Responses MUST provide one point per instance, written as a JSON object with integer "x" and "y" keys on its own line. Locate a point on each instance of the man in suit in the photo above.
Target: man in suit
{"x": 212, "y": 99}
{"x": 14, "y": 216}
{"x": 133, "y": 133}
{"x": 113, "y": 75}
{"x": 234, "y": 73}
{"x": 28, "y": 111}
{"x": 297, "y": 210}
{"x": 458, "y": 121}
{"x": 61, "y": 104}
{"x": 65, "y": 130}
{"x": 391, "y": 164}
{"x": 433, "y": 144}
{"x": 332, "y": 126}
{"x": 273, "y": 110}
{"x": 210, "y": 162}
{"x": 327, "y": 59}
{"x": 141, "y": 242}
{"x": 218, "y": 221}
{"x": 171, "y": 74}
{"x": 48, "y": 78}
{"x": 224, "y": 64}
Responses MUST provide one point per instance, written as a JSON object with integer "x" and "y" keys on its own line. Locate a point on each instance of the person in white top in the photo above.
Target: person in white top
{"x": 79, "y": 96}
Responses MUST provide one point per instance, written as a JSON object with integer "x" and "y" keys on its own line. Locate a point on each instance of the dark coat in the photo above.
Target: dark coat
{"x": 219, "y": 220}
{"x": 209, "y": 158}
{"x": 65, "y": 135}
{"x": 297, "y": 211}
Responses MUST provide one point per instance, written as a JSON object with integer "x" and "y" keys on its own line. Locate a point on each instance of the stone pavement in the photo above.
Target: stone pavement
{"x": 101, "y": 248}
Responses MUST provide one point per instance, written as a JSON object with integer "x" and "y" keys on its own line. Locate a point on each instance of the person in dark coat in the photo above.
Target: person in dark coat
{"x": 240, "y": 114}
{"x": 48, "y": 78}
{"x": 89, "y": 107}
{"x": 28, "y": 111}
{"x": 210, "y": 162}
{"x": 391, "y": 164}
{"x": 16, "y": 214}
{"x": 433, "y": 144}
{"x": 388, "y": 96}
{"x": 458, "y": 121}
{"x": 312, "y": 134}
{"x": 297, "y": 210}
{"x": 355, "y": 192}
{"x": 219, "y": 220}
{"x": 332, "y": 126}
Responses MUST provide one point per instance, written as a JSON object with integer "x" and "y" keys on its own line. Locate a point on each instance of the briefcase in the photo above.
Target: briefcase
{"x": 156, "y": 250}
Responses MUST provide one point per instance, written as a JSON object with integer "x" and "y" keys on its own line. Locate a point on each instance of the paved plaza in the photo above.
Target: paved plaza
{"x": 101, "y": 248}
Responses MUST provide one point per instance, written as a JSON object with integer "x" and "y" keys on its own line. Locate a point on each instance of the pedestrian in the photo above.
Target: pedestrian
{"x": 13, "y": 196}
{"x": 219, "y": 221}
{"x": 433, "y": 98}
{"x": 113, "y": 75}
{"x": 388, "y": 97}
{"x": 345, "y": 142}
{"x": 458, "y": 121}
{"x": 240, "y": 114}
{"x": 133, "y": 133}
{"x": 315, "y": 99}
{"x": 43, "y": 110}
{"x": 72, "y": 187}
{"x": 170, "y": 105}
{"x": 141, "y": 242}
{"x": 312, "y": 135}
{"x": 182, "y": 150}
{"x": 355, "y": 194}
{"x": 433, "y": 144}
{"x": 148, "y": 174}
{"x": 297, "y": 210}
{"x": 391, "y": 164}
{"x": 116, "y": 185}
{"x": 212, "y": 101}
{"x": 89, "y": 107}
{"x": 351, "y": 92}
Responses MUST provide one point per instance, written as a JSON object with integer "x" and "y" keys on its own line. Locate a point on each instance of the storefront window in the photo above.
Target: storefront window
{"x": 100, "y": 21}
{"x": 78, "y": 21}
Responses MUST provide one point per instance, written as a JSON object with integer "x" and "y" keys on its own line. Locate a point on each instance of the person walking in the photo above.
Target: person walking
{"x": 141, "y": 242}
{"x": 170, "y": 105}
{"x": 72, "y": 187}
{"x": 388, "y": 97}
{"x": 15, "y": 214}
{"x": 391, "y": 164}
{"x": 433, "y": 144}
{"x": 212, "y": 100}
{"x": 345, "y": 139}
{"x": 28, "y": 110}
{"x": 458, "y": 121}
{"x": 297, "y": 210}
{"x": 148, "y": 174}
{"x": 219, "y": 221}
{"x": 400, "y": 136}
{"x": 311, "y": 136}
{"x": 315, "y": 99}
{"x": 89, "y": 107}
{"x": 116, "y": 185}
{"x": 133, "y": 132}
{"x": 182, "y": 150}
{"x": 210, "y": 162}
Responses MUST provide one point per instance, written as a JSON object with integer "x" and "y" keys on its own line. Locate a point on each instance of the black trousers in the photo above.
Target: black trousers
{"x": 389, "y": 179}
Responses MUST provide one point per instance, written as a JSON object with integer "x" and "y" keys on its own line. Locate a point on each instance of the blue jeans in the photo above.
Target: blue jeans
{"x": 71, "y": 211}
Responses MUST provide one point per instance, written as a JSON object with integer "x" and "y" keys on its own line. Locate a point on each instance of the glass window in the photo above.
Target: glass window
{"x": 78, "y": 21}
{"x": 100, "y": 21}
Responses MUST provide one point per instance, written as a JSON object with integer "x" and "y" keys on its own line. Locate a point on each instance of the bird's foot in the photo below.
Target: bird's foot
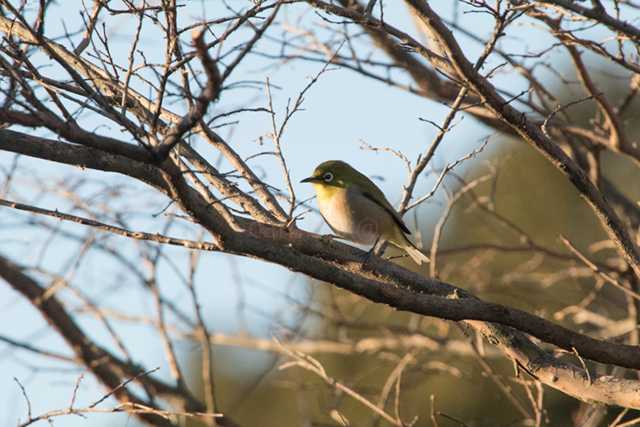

BRIEF: Only the lines containing "foot" are needed; copy each of them from the data.

SOLUTION TO THE PROBLEM:
Responses MUST provide one point per instance, written as a JSON object with integer "x" and "y" keys on its own line. Locate a point on each instance of the bird's foot in the photo below.
Target: bird's foot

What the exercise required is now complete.